What you need to do — Among the records below, the line containing "red vest shown" marks the start. Output it and all lines after it exactly.

Data extracts —
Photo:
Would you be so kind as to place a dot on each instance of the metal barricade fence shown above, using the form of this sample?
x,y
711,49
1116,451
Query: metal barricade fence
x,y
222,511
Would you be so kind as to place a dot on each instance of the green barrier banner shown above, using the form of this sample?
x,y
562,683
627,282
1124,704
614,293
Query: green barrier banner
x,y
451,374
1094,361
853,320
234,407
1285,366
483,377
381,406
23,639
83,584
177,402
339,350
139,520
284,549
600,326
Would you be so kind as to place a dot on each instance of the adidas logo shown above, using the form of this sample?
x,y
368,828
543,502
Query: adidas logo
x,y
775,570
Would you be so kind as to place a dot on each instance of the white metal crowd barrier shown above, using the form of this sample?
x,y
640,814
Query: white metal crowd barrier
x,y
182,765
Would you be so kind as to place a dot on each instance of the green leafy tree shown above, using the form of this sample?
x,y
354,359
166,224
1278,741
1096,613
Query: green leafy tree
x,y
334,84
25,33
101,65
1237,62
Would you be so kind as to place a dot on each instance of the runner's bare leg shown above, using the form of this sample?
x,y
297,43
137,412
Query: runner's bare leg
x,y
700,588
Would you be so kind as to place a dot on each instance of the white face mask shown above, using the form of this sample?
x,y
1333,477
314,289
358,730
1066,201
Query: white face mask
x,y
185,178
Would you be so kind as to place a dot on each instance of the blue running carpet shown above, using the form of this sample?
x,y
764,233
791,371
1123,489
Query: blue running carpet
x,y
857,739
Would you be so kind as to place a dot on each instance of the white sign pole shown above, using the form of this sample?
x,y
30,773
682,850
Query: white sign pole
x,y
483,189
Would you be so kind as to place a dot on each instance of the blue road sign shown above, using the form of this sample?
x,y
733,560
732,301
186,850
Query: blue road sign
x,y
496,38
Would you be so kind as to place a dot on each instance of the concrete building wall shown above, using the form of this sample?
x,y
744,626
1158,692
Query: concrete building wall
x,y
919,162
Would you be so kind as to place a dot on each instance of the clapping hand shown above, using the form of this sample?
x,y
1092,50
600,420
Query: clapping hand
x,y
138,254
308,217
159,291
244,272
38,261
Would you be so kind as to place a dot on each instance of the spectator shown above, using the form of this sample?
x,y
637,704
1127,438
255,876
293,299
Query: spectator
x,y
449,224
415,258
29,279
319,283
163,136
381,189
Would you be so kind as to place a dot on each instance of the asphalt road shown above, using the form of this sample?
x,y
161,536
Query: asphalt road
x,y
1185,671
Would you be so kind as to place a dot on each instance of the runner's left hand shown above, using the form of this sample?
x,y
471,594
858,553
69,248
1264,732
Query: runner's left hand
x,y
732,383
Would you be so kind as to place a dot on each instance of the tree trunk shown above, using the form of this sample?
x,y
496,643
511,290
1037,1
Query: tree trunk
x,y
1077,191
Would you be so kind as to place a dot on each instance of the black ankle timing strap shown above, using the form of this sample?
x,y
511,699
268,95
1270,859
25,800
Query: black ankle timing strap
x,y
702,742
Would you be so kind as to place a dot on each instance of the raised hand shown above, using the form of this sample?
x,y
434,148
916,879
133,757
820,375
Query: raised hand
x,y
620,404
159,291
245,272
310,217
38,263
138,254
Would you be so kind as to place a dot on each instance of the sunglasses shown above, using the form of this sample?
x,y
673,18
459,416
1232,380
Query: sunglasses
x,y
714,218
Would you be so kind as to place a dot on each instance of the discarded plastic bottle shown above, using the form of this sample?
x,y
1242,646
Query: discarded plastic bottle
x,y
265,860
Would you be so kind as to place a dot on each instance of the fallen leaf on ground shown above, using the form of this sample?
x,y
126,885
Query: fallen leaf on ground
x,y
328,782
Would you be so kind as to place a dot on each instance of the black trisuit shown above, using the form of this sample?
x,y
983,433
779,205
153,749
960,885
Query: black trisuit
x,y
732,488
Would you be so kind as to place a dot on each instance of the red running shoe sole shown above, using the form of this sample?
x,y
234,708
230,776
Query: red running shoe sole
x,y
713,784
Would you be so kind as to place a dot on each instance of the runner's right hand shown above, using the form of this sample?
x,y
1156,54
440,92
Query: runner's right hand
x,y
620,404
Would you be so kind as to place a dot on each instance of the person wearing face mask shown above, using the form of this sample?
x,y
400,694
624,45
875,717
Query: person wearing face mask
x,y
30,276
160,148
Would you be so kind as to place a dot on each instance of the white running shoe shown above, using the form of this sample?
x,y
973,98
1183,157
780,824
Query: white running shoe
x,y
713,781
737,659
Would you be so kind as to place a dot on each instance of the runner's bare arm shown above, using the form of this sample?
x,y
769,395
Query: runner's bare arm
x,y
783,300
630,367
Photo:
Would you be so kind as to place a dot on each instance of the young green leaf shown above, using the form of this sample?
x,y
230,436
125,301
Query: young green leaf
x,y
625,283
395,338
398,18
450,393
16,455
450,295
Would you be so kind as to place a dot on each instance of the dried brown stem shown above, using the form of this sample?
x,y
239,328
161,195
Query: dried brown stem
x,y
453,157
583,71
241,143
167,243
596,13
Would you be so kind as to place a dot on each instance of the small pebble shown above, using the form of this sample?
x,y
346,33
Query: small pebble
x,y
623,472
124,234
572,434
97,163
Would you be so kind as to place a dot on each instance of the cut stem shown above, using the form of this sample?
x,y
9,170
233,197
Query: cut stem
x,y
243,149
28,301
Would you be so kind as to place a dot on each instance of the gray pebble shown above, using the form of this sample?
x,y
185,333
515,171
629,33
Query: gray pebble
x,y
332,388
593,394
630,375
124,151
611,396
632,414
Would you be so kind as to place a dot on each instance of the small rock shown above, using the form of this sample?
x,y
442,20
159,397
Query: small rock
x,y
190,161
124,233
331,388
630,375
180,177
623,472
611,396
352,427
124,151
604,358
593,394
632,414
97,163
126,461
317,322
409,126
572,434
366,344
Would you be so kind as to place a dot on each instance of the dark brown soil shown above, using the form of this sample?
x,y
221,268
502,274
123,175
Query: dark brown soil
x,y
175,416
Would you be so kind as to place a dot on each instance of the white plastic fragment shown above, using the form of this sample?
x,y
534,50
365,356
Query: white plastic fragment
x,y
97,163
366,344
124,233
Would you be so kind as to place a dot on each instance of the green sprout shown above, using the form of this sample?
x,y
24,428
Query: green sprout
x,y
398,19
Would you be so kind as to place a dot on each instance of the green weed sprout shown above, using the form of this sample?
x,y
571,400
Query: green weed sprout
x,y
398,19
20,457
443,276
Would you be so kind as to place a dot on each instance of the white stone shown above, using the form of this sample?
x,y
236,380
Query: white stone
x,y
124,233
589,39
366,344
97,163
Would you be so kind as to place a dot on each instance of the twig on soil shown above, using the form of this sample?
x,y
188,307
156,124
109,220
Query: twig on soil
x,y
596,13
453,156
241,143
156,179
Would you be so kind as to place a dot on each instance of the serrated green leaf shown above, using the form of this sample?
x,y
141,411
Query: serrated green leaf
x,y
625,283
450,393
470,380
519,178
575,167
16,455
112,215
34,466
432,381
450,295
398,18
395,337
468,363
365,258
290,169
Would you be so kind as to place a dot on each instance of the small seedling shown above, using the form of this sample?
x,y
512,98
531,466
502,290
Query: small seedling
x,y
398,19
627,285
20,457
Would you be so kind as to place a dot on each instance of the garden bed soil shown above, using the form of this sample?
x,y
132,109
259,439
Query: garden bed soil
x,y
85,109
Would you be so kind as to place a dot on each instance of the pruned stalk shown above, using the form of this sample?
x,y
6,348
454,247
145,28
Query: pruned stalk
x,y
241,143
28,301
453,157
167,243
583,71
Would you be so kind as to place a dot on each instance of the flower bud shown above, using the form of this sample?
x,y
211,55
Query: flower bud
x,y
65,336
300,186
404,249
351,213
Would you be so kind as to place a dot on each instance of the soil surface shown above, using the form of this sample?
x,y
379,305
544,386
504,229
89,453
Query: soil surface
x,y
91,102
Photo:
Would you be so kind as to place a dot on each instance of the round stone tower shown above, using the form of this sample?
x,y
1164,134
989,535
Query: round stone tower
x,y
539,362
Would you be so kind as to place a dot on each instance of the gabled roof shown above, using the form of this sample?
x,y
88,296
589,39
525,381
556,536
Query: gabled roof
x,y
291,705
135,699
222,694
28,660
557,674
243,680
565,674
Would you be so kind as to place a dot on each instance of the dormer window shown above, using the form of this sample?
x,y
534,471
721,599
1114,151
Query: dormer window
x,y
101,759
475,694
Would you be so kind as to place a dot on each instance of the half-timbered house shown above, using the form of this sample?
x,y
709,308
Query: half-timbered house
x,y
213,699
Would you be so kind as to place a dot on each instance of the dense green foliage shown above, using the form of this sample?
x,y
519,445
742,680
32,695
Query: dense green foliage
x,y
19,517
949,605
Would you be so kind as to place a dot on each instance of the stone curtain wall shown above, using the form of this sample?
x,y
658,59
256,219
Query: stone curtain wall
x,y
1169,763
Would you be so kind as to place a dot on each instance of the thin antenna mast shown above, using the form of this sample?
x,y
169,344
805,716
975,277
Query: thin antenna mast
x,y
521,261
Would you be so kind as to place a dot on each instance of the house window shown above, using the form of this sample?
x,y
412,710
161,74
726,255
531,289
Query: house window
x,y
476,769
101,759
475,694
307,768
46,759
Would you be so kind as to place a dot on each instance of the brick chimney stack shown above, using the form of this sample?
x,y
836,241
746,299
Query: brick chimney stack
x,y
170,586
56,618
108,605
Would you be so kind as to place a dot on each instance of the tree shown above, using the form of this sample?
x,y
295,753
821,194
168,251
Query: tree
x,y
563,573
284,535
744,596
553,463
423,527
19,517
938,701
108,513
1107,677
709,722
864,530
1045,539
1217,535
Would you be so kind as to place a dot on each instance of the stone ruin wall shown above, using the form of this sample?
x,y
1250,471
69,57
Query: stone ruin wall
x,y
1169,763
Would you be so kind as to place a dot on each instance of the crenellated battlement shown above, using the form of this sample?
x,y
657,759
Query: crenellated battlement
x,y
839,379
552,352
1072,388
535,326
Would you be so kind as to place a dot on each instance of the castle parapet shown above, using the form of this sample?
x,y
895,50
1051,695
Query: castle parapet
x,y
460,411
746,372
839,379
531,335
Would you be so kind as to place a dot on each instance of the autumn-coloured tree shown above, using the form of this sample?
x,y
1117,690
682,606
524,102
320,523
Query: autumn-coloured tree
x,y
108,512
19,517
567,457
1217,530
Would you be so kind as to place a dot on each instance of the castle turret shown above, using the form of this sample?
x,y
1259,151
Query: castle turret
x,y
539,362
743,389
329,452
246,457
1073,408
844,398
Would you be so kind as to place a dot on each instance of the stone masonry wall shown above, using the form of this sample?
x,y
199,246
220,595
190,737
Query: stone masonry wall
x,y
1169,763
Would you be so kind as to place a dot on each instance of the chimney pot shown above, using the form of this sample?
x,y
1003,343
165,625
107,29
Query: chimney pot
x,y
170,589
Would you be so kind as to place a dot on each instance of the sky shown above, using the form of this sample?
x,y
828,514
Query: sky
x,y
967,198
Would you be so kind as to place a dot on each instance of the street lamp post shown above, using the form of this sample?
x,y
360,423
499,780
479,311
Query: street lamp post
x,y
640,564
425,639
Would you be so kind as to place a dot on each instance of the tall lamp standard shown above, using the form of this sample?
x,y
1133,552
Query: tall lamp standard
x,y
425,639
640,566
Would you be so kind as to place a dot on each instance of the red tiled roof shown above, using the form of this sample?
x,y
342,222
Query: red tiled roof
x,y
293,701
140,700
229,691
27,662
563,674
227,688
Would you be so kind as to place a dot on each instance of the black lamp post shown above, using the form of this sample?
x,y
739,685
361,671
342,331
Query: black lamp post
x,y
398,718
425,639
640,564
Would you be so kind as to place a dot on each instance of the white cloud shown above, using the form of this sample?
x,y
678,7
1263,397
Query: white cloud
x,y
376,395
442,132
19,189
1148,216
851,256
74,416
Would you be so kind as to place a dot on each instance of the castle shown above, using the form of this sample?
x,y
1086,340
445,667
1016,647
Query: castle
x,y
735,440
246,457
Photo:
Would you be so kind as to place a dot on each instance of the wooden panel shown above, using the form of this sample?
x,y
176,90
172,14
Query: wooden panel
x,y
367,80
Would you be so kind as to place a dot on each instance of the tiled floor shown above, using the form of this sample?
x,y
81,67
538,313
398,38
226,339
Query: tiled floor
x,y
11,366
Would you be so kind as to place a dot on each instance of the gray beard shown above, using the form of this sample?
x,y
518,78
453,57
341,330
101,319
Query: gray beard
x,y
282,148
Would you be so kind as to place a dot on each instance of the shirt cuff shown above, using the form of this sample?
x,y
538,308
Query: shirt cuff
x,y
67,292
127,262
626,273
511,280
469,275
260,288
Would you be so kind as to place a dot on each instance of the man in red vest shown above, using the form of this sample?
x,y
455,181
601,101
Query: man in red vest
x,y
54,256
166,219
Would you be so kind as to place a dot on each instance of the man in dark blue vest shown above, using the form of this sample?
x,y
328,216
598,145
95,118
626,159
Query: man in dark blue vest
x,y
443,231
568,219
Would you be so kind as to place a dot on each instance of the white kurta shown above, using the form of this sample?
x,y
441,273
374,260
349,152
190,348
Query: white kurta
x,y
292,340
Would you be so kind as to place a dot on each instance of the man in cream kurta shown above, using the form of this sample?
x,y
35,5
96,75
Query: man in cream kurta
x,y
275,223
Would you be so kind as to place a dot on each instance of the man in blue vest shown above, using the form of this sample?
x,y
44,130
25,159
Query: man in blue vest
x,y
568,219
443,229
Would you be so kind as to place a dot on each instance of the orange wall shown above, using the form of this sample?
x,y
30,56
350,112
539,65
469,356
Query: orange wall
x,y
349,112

Output —
Would you be so kind as to place a dot on each instance of the man in red vest shown above, using the form of this sample?
x,y
455,181
601,101
Query: man in red vest
x,y
54,256
166,219
Would you be so kind as to place a dot on each instance of the man in dark blue vest shown above, using the form of this sample?
x,y
328,216
598,145
95,118
626,159
Query: man in dark blue vest
x,y
443,231
568,219
Would you be so kind as to place a dot on each instance of the white kurta shown above, using the form of this sample?
x,y
441,273
374,260
349,152
190,348
Query: white kurta
x,y
292,340
Would you be so kind as to place a dot on each instance of the man in cream kurta shown above, using the form of this sample?
x,y
35,5
96,75
Query: man in cream kurta
x,y
275,223
Would you be so kind as to place a dot on each instance of the man in blue vest shown above, using the form of this sample?
x,y
44,130
25,159
Query: man in blue vest
x,y
568,219
443,229
Would you be so kind as to place a dot on each instance of the orange wall shown above, using the form of this sample?
x,y
30,56
350,112
539,65
469,356
Query: orange wall
x,y
349,112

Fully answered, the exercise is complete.